-- The task --
Please output every entry below precisely as written.

Stored items:

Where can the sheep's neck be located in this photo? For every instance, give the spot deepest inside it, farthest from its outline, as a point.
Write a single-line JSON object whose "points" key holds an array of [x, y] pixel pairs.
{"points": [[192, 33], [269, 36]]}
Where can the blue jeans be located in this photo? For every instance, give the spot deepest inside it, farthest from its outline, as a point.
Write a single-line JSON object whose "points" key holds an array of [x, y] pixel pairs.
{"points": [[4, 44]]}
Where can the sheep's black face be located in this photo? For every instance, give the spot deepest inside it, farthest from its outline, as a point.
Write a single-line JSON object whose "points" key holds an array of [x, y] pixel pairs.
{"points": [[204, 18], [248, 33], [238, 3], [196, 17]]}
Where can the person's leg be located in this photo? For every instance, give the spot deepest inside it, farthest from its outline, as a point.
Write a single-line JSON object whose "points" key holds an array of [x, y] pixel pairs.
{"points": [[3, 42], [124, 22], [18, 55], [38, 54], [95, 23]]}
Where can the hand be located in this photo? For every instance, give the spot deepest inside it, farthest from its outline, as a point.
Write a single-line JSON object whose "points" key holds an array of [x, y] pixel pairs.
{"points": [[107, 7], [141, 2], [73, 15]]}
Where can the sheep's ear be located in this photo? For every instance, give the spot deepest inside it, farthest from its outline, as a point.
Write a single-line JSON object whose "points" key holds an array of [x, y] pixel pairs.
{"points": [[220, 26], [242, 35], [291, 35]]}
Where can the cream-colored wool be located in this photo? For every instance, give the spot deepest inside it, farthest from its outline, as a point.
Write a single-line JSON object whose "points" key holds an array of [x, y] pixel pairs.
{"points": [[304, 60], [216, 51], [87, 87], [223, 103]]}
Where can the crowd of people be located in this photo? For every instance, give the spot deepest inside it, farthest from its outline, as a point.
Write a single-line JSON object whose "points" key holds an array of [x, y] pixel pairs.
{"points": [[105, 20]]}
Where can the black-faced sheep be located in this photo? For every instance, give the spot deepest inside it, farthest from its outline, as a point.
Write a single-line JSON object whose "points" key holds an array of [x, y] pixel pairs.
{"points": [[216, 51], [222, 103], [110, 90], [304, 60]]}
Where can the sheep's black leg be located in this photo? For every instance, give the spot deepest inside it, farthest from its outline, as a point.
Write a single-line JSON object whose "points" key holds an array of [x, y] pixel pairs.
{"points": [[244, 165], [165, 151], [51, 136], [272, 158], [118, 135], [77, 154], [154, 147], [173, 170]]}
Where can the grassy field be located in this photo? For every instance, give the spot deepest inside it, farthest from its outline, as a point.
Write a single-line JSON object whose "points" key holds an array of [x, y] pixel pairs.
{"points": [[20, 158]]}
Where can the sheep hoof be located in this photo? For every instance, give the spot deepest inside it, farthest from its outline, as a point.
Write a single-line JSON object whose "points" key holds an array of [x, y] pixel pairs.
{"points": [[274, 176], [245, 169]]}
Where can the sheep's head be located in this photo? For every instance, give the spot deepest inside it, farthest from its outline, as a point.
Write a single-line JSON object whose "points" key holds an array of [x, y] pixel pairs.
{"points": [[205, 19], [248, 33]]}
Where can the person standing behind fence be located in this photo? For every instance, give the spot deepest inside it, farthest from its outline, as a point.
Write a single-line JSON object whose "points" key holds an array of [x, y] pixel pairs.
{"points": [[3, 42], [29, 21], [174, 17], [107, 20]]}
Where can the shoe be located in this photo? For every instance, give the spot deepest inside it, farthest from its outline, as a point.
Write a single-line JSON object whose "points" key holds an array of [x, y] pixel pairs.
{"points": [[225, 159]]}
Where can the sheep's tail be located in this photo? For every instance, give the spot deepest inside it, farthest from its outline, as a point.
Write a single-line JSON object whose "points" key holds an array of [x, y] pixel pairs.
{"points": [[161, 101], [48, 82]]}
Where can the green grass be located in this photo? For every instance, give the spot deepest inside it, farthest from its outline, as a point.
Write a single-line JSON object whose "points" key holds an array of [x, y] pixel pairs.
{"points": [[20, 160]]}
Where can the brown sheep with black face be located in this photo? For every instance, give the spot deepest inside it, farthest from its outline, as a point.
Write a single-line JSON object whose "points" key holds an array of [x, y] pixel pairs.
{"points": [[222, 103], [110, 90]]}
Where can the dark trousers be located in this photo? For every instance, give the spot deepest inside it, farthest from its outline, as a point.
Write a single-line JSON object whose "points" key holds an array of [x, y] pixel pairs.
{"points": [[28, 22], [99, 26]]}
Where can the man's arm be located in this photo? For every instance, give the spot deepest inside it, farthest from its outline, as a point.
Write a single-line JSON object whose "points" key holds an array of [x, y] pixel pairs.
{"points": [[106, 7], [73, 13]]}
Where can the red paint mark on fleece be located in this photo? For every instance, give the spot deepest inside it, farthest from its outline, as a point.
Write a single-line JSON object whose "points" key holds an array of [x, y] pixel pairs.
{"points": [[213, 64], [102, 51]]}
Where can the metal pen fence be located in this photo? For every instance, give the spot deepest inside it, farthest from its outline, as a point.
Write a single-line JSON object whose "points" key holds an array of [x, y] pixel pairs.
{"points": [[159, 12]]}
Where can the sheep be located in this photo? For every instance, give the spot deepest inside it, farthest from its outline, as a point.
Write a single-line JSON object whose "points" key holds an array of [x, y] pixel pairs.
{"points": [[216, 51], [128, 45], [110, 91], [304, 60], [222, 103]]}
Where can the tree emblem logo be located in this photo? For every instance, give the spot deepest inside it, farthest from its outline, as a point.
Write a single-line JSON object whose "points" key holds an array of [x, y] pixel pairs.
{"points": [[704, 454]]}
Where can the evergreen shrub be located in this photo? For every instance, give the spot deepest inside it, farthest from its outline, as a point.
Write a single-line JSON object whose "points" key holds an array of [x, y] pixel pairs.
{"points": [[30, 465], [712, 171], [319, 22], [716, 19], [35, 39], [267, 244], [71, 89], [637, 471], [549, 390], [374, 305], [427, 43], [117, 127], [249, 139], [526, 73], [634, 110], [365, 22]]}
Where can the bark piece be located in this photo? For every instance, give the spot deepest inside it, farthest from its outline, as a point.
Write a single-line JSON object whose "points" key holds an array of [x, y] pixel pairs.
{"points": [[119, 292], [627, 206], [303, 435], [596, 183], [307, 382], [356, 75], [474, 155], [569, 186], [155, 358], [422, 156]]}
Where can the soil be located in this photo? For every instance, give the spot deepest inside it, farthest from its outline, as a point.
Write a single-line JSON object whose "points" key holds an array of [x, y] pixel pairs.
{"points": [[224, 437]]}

-- Response to the exercise --
Where can the sheep's neck be located in this photo? For every instance, give the spot deepest inside it, farthest from its outline, as a point.
Write a single-line JSON object whose "points" key holds an array of [x, y] pixel pairs.
{"points": [[192, 33], [269, 36]]}
Where can the blue jeans be located in this photo? For every instance, give the spot deepest inside it, farthest from its outline, as a point.
Write a single-line JSON object whose "points" key holds an array of [x, y] pixel pairs.
{"points": [[4, 44]]}
Where can the sheep's black face be located in this photo? For every instance, give the spot deepest inside it, farthest from its outline, as a point.
Write a single-line JSON object whose "points" key holds an array of [x, y] pixel pairs.
{"points": [[204, 18], [248, 33], [238, 3], [196, 17]]}
Where can the person's leg be located in this photo? For every instance, give the spot deepest inside it, farthest from its outline, as a point.
Write a single-line JSON object whose "points" key holds an array of [x, y] pixel pairs.
{"points": [[3, 42], [124, 22], [18, 55], [38, 54], [95, 23]]}
Where can the hand be located in this photo? For every instance, give the spot deepest inside it, farthest from its outline, as a point.
Write a single-line JSON object whose "points" key holds an array of [x, y] pixel pairs.
{"points": [[107, 7], [141, 2], [73, 15]]}
Where can the sheep's ear be located in this photo? For every instance, give the spot deepest inside it, farthest from its outline, as a point.
Write a single-line JSON object whose "points" key holds an array of [x, y] pixel pairs.
{"points": [[220, 26], [242, 35], [291, 35]]}
Where can the cream-colored wool be located in this photo? For every instance, give the spot deepest inside it, farthest from its outline, as a point.
Write a single-line JSON object whose "points" key holds an array of [x, y] pixel pairs.
{"points": [[304, 60], [216, 51], [87, 87], [223, 103]]}
Where can the crowd of people be located in this photo? For every instance, give the spot deepest inside it, farthest from its outline, as a point.
Write a single-line JSON object whose "points" key holds an array of [x, y] pixel pairs.
{"points": [[105, 20]]}
Where can the black-faced sheep be located in this photo? For every instance, give the spot deepest inside it, farthest from its outline, as a point.
Write a single-line JSON object whose "points" key holds an array of [x, y] pixel pairs.
{"points": [[216, 51], [222, 103], [110, 90], [304, 60]]}
Where can the sheep's black leg be located in this photo? For every instance, give the spot deepest inside it, farthest from its outline, as a point.
Write a single-line JSON object whose "points" key holds an array of [x, y] pixel pairs.
{"points": [[244, 165], [165, 151], [51, 136], [272, 158], [118, 135], [77, 154], [154, 147], [173, 170]]}
Where can the grassy field be located in this photo? For every instance, give the spot deepest inside it, farthest from its outline, as a point.
Write a single-line JSON object whose "points" key holds an array of [x, y] pixel pairs.
{"points": [[20, 158]]}
Where can the sheep hoof be located in this photo? For every instance, give the spot deepest inside it, farthest from its outline, as a point.
Write a single-line JSON object whose "points" key holds an array of [x, y] pixel pairs.
{"points": [[274, 176], [245, 169]]}
Where can the sheep's head be located in this photo? For every instance, give the spot deepest inside it, farthest from its outline, as a point.
Write a single-line JSON object whose "points" key holds an array of [x, y] pixel pairs.
{"points": [[205, 19], [248, 33]]}
Where can the person standing behind fence be located in this photo? For every instance, give the spot deepest inside it, farthest from its outline, as a point.
Write a single-line JSON object whose "points" key holds an array of [x, y] pixel pairs.
{"points": [[3, 42], [29, 21], [174, 17], [107, 20]]}
Where can the shoe be located in this photo? For every instance, give the spot deepest inside it, farthest from its outline, as a point.
Write a single-line JSON object whose "points" key holds an array of [x, y] pixel pairs.
{"points": [[225, 159]]}
Where can the sheep's tail be located in this photo? For every instance, give the spot deepest inside it, farthest from its outline, as a point.
Write a single-line JSON object whose "points" key holds an array of [x, y] pixel pairs.
{"points": [[161, 101], [48, 82]]}
Where can the green grass be located in this photo? For every instance, give the spot deepest inside it, farthest from its outline, as a point.
Write a single-line JSON object whose "points" key holds an array of [x, y] pixel pairs.
{"points": [[20, 160]]}
Where can the brown sheep with black face be located in this photo? For every instance, give the spot deepest inside it, farthest from its outline, as a point.
Write a single-line JSON object whose "points" key holds an array of [x, y] pixel pairs.
{"points": [[222, 103], [110, 90]]}
Where can the dark trousers be located in this photo? For every instance, give the spot deepest inside it, farthest from its outline, as a point.
Write a single-line JSON object whose "points" key holds an array of [x, y] pixel pairs.
{"points": [[28, 22], [99, 26]]}
Where can the man's arm be located in this photo? For every instance, give the spot deepest inside it, farthest from its outline, as a point.
Write a single-line JSON object whose "points" key holds an array of [x, y] pixel pairs.
{"points": [[106, 7], [73, 13]]}
Where can the red paint mark on fleece be located in this photo? For every instance, give the spot deepest inside it, farthest from its outline, as a point.
Write a single-line JSON object whose "points" key holds an array of [x, y] pixel pairs.
{"points": [[213, 64], [102, 51]]}
Where can the metal pen fence be located in this photo? For every instance, give the spot deepest inside it, farthest from its outline, as a point.
Write a single-line JSON object whose "points" key holds an array of [x, y] pixel pairs.
{"points": [[159, 12]]}
Where can the sheep be located in this photo? For every instance, give the spot deepest inside it, farthest from its outline, as a point.
Write a single-line JSON object whose "points" key holds an array of [x, y] pixel pairs.
{"points": [[216, 51], [128, 45], [110, 91], [304, 60], [222, 103]]}
Where can the tree emblem logo be located in this photo? For every instance, give the spot deepest inside it, farthest from its outline, as a point.
Write a single-line JSON object whose "points" key holds an array of [x, y] pixel pairs.
{"points": [[704, 454]]}
Where can the evergreen shrub be located in this photo? For every instance, give the spot deepest inside it, farthest from its outline, as a point.
Write a single-line JSON object whose "points" key holds an array of [x, y] pixel pairs.
{"points": [[30, 465], [712, 171], [319, 22], [716, 19], [35, 39], [267, 244], [71, 89], [637, 471], [549, 390], [374, 305], [427, 43], [117, 127], [249, 139], [526, 73], [634, 110], [365, 22]]}
Where can the bark piece be located in this photo? For every instance, give the spot deepest inside it, farthest from its outline, as a point.
Write a single-line JSON object whose "points" key holds an array of [x, y] pixel pairs.
{"points": [[119, 292], [627, 206], [303, 435], [596, 183], [307, 382], [356, 75], [474, 155], [569, 186], [155, 358], [422, 156]]}
Where can the soil be located in this photo? For every instance, give the spot deepest inside it, farthest from its outline, as a point.
Write a single-line JSON object whose "points" key holds an array of [x, y] pixel pairs.
{"points": [[224, 437]]}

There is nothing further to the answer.